Coordinate labeling data

/---

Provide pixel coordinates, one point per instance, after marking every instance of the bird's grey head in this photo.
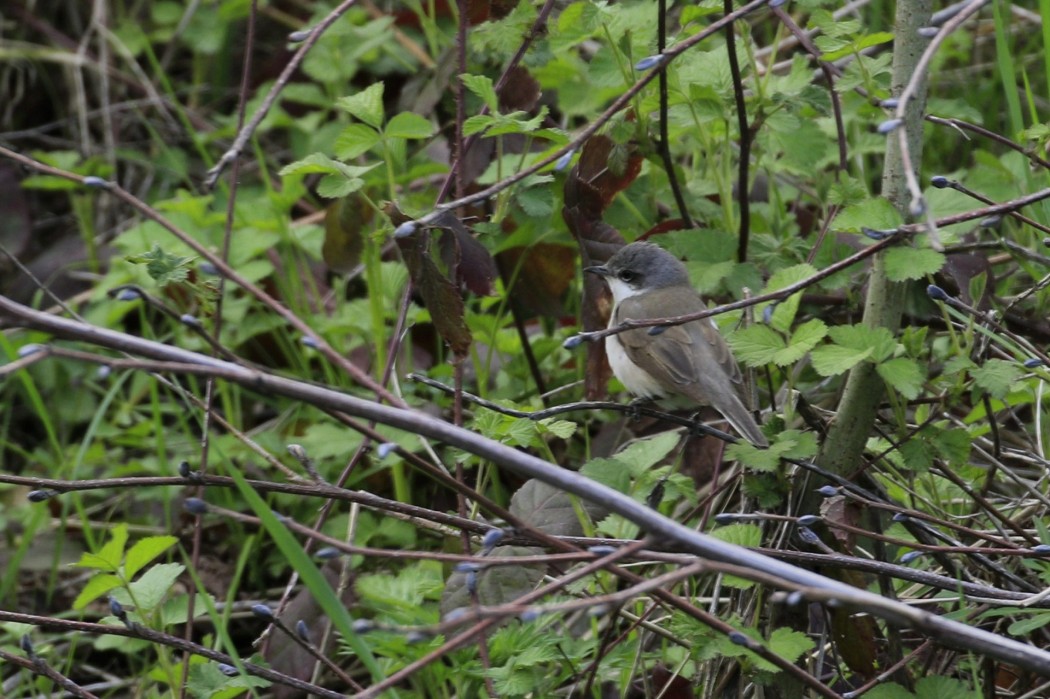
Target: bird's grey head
(643, 267)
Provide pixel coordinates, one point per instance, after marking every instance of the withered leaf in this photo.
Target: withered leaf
(344, 220)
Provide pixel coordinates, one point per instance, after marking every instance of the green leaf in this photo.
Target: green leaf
(148, 591)
(109, 556)
(756, 345)
(880, 340)
(609, 472)
(144, 551)
(904, 375)
(905, 263)
(300, 562)
(366, 105)
(877, 213)
(642, 454)
(740, 534)
(355, 140)
(803, 339)
(834, 359)
(995, 376)
(560, 428)
(97, 587)
(482, 86)
(162, 267)
(783, 313)
(408, 125)
(789, 643)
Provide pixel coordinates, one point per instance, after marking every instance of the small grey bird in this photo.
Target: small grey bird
(690, 360)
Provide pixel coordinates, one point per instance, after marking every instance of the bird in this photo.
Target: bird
(690, 360)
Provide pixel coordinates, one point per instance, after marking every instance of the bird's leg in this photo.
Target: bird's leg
(634, 407)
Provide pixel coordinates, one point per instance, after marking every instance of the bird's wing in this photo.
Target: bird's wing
(677, 356)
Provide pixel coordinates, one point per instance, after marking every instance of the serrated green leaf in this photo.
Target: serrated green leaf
(953, 446)
(880, 340)
(756, 345)
(561, 428)
(408, 125)
(642, 454)
(162, 267)
(608, 471)
(904, 375)
(877, 213)
(98, 586)
(477, 124)
(338, 186)
(483, 87)
(366, 105)
(905, 263)
(740, 534)
(144, 551)
(995, 376)
(149, 590)
(109, 556)
(355, 140)
(803, 339)
(783, 313)
(834, 359)
(789, 643)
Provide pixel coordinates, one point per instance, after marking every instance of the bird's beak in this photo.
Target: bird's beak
(600, 270)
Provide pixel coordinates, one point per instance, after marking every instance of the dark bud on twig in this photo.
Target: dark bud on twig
(564, 161)
(41, 495)
(876, 234)
(195, 506)
(263, 611)
(27, 350)
(649, 63)
(529, 615)
(807, 535)
(739, 638)
(362, 626)
(491, 537)
(937, 293)
(888, 126)
(405, 230)
(573, 342)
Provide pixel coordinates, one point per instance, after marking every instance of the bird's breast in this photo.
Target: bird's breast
(633, 377)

\---

* [SHORT EXERCISE]: Quote all of the rows above word for word, but leave the picture out.

* [WORKED SOLUTION]:
Provide pixel coordinates, one point per instance, after marking every instance of the bird's grey head in this photo.
Target: bird's grey head
(643, 267)
Provide pixel coordinates, one point per instance, after marking every instance of the withered leaf in this photo.
Target: withered leaf
(344, 220)
Provide pixel coordinates, one point per instance, after marking every instance of the green leaf in this photo.
Target: green leaf
(148, 591)
(109, 556)
(756, 345)
(880, 340)
(609, 472)
(144, 551)
(904, 375)
(905, 263)
(300, 562)
(366, 105)
(877, 213)
(642, 454)
(740, 534)
(355, 140)
(803, 339)
(834, 359)
(995, 376)
(560, 428)
(97, 587)
(482, 86)
(162, 267)
(783, 313)
(408, 125)
(789, 643)
Provide pixel coordinates, one point per instance, after marking every instance of the small grey bird in this photo.
Target: small grey bird
(690, 360)
Provide pixel coordinates, one point per instance, after marking every instance of the bird in this photo.
Target: bird
(690, 360)
Provide pixel coordinates, one point per instance, after marking every instance of the bird's leg in this photo.
Target: bird's leg
(634, 407)
Provide pixel coordinates, one point per instance, after marking every instance of the bird's wing in this photo.
Target: bird's wing
(677, 356)
Provide pixel coordinates, one point per instance, after marking every instance of the serrated green leaf in this photo.
Target: serrated green leaf
(953, 446)
(880, 340)
(756, 345)
(561, 428)
(408, 125)
(642, 454)
(162, 267)
(608, 471)
(904, 375)
(877, 213)
(98, 586)
(477, 124)
(338, 186)
(483, 87)
(366, 105)
(905, 263)
(740, 534)
(144, 551)
(995, 376)
(149, 590)
(109, 556)
(355, 140)
(803, 339)
(783, 313)
(834, 359)
(789, 643)
Provide pixel coordinates, one point per instance, after marking every instance of the bird's beak in this photo.
Target: bird's beak
(600, 270)
Provide pixel coordinates, one point per instance, after marking every instance of the dark bud on twig in this photo.
Target: dark bud on twig
(564, 161)
(41, 495)
(876, 234)
(195, 506)
(263, 611)
(27, 350)
(649, 63)
(529, 615)
(807, 535)
(739, 638)
(362, 626)
(491, 537)
(937, 293)
(888, 126)
(405, 230)
(573, 342)
Provide pixel coordinates, one point per instance, after marking every instance of the bird's breast in this photo.
Target: bird's breast
(633, 377)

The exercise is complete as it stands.